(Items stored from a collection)
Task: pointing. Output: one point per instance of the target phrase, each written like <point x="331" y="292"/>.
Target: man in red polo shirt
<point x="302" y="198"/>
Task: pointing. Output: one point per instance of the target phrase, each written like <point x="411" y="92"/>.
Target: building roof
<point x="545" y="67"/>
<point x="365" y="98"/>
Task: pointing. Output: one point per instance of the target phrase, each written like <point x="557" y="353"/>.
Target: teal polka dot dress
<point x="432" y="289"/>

## EXERCISE GOAL
Arrange every line of the entries above as a Markdown table with two columns, Row and Line. Number the rows in order and leave out blank lines.

## EXERCISE RESPONSE
| Row | Line |
|---|---|
| 1 | Task: pointing. Output: one point per instance of the target phrase, each written like <point x="331" y="292"/>. |
| 2 | Target: man in red polo shirt |
| 3 | <point x="302" y="198"/> |
| 4 | Task: pointing. Output: one point per instance of the target phrase, each written like <point x="411" y="92"/>. |
| 5 | Target: building roof |
| 6 | <point x="545" y="67"/> |
| 7 | <point x="365" y="98"/> |
| 8 | Task: pointing. Output: one point per instance of the target phrase, each written like <point x="557" y="353"/>. |
| 9 | Target: teal polka dot dress |
| 10 | <point x="432" y="289"/> |